### Exercise goal
Identify each line of the items that holds the word "wall" and copy it.

### Data supplied

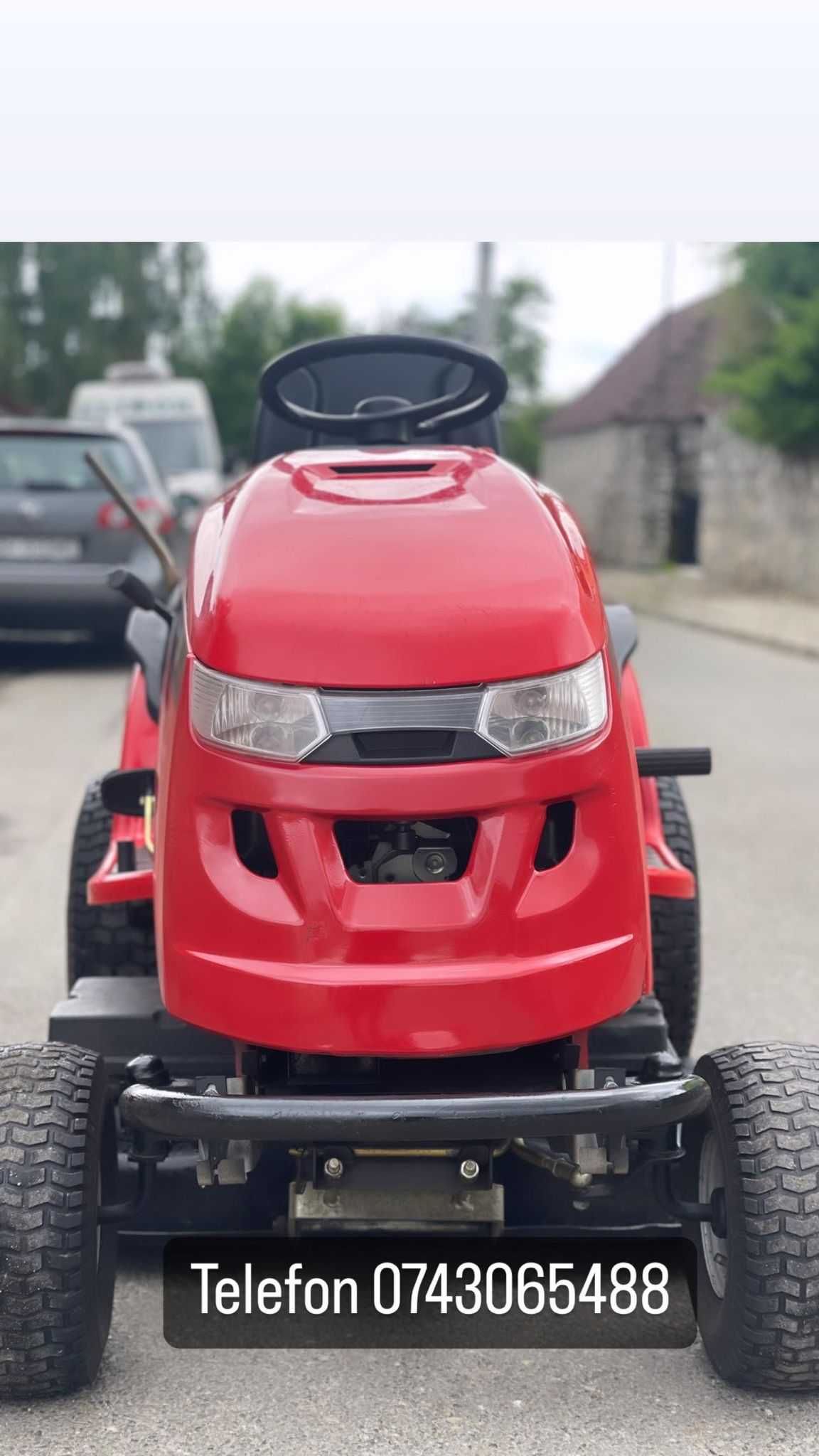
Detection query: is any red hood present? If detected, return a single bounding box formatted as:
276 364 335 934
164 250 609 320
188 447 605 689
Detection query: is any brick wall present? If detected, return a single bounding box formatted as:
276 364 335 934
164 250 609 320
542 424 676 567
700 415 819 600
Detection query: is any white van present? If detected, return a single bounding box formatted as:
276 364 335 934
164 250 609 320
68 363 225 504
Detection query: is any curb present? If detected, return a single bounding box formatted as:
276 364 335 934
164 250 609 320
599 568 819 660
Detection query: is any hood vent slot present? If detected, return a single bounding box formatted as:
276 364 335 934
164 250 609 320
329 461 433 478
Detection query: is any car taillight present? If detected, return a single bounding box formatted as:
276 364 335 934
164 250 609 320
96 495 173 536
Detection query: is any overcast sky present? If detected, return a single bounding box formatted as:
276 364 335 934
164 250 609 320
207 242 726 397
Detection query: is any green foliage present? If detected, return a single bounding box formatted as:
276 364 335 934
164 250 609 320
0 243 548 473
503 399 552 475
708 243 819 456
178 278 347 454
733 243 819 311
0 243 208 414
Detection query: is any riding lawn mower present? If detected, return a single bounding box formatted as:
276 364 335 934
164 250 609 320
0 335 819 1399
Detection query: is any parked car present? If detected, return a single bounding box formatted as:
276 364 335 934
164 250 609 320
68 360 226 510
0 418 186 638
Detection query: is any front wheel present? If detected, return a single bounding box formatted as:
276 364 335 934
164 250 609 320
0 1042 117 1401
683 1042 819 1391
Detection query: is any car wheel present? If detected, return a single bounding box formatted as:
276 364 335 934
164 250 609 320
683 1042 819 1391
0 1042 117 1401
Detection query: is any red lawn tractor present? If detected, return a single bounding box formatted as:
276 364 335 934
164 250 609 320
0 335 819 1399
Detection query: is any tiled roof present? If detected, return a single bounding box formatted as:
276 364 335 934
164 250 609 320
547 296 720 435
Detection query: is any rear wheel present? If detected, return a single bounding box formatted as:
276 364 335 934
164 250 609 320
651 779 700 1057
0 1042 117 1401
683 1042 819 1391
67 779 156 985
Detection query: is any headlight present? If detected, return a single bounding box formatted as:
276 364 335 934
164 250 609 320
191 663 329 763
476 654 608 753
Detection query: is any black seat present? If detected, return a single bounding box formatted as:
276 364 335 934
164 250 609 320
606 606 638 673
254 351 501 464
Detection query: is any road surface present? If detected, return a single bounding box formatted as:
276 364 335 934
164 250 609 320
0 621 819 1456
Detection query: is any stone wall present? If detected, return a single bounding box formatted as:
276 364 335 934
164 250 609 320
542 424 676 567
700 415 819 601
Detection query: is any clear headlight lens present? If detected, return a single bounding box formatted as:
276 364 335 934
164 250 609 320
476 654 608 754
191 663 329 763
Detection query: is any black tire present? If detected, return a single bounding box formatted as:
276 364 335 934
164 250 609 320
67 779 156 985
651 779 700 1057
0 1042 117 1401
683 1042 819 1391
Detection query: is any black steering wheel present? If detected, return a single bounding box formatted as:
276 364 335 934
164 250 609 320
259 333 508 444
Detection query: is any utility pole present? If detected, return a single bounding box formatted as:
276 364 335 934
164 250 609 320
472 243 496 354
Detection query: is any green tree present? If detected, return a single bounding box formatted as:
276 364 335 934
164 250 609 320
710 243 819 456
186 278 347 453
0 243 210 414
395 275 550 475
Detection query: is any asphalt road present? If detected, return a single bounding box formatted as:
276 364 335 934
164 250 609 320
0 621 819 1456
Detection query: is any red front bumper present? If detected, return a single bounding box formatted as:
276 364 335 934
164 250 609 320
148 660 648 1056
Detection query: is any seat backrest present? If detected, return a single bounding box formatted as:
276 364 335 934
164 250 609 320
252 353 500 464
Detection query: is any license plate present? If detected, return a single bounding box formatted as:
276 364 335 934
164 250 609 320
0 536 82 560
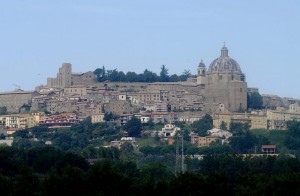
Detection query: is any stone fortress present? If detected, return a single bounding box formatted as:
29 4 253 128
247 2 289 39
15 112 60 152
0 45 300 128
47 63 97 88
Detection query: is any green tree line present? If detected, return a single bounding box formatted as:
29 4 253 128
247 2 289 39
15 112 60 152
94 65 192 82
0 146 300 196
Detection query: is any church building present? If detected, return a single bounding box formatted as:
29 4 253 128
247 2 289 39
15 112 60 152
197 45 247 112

### Task response
Detection query: is any brick wall present? If detected, return a single bounding box formatted as:
Detection query: is any stone wall present? If detected, return a single bounding box formatted as:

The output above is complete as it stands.